■ **Activity**: Can you reproduce, word for word, the part of the training-phase notes between "- Goal is interface" and "tasks (smoother gradients)", inclusive?

■ **Document passage**:
This feedback loop drives co-adaptation:
- LensNet focuses on high-value regions
- GistNet learns to compress those regions well
- LoRA adapts the base model to the current policy
- Repeat
Checkpointing Strategy
After each phase:
- Save module weights under
artifacts/checkpoints/ - Store counterfactual utility tables under
artifacts/deltas/(Parquet/Arrow format) - Mirror the unified experiment config under
configs/
Enables:
- Rollback if a phase destabilizes training
- Ablation studies comparing different phase combinations
- Reproducibility of experiments
Stability & Efficiency Tips
Preventing Oscillation
Hysteresis in Focus Allocator:
- Minimum residency steps: Blocks must stay in Working Context for ≥3 iterations
- Cooldown periods: After collapse, wait before allowing re-expansion
- Prevents: Expand/collapse thrashing during JT2/JT3
Stability Regularization:
- Small LOD2 penalty on gist drift in JT1
- Low learning rates for LoRA in JT3
- Cosine LR schedules with warmup per phase
Computational Efficiency
Batching Strategy:
- Mixed long-context tasks per batch
- Block size
K=32for manageable memory - Horizon
H=64for next-token prediction - Target ~8k effective tokens per microbatch
- Use gradient accumulation (e.g., 2 microbatches × 4 sequences) to fit 24GB GPUs
Counterfactual Sampling:
- Batch evaluate expand/collapse candidates in JT2
- Reuse base model forward passes across counterfactuals
- Cache intermediate activations when possible
LoRA Efficiency:
- Keep ranks small (
r=4–16) - Update only critical layers (embedding + 2 attention blocks)
- Goal is interface alignment, not knowledge injection
Curriculum Strategy
Start simple, add complexity:
- Early cycles: Narrative and document tasks (smoother gradients)

■ **Given records**:

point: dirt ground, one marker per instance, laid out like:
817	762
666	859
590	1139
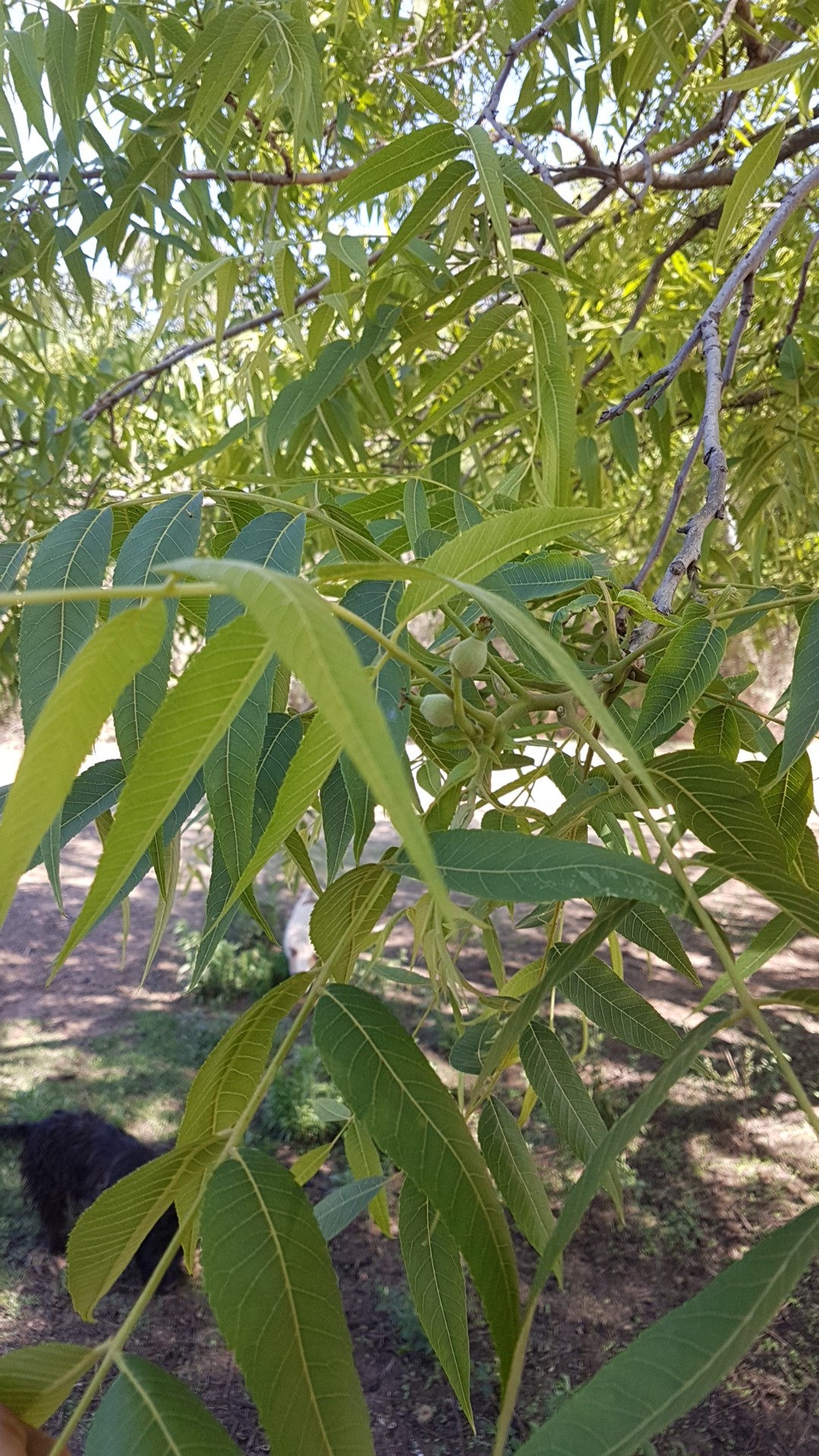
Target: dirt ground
726	1161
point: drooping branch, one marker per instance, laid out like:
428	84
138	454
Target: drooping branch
714	506
126	388
668	101
694	449
802	289
651	281
516	50
656	383
202	175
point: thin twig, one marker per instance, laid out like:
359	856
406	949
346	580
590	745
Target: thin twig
203	175
668	101
670	510
744	315
525	152
714	506
697	226
748	264
802	289
516	49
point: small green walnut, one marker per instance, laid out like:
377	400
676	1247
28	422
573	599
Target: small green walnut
436	708
468	657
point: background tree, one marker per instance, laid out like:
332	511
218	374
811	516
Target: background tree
303	303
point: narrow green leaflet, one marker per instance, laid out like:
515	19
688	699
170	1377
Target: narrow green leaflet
751	175
416	513
344	915
107	1235
275	541
344	1204
150	1413
719	802
803	711
171	529
60	64
477	338
400	162
228	1079
764	944
651	928
66	731
477	552
316	648
787	797
12	555
684	672
306	772
535	579
803	998
556	394
240	38
758	74
178	740
273	1291
281	739
311	1163
37	1379
566	1101
717	733
431	98
390	1084
438	1289
337	820
537	199
679	1359
95	791
435	200
305	395
491	187
497	867
513	1171
363	1159
74	554
614	1006
93	24
617	1141
376	603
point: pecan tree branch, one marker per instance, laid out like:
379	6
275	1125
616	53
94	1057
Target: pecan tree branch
714	506
694	449
516	49
668	101
748	264
802	290
203	175
697	226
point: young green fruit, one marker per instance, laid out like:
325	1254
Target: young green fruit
438	710
468	657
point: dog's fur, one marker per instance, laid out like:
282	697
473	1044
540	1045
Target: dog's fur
67	1161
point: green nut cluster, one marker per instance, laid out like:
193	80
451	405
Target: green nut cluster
468	657
438	710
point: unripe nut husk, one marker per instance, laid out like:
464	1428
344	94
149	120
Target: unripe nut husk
468	657
438	710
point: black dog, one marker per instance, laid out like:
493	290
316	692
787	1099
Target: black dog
67	1161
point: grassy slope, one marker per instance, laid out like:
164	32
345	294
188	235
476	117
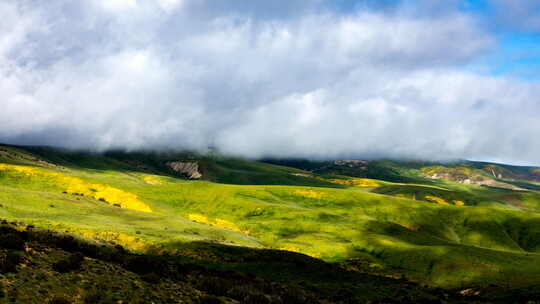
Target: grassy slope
441	244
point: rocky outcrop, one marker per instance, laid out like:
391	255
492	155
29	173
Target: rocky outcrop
189	169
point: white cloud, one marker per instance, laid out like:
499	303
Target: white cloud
118	5
315	83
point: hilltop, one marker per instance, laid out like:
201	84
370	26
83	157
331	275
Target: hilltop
466	227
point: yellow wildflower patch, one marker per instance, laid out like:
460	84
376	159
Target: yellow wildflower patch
437	200
358	182
75	185
459	203
201	219
152	180
309	193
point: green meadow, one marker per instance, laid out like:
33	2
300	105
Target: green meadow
440	233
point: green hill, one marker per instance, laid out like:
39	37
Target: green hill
440	231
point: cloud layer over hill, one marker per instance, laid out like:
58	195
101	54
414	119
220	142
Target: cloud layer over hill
281	78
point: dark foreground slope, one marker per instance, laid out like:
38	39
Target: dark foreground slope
40	266
463	226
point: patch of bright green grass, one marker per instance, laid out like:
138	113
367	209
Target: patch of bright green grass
440	244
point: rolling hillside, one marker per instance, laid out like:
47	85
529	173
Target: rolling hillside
453	226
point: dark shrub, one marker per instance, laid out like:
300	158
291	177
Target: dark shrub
95	297
10	261
151	278
12	241
211	300
215	286
73	262
68	243
59	300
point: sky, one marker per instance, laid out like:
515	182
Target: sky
420	79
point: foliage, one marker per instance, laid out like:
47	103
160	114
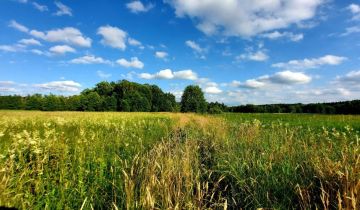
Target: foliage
193	100
115	96
346	107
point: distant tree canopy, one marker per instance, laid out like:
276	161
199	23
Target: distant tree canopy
345	107
193	100
133	97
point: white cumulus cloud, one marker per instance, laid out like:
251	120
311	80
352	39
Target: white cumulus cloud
288	35
138	6
311	63
18	26
61	49
103	75
61	86
90	59
30	42
161	54
62	9
212	90
243	17
133	63
113	37
254	56
169	74
41	8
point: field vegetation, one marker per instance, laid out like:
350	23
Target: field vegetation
72	160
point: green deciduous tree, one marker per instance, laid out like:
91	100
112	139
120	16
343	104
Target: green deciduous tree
193	100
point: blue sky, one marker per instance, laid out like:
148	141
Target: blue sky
237	51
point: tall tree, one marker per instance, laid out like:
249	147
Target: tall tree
193	100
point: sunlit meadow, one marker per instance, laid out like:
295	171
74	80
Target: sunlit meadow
69	160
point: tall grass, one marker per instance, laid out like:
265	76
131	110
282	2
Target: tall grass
65	160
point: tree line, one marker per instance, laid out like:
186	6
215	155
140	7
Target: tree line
128	96
105	96
345	107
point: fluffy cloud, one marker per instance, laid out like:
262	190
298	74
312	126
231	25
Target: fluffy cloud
62	9
30	42
245	18
66	35
254	56
287	78
136	43
196	47
351	80
138	6
311	63
18	26
41	8
12	48
6	83
61	49
160	54
103	75
169	74
39	52
279	78
212	90
355	11
113	37
61	86
133	63
251	84
90	59
288	35
351	30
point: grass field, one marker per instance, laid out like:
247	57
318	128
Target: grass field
69	160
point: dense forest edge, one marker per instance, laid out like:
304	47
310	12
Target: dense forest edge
125	96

■ **Solution for this exercise**:
- Goal is interface alignment, not knowledge injection
Curriculum Strategy
Start simple, add complexity:
- Early cycles: Narrative and document tasks (smoother gradients)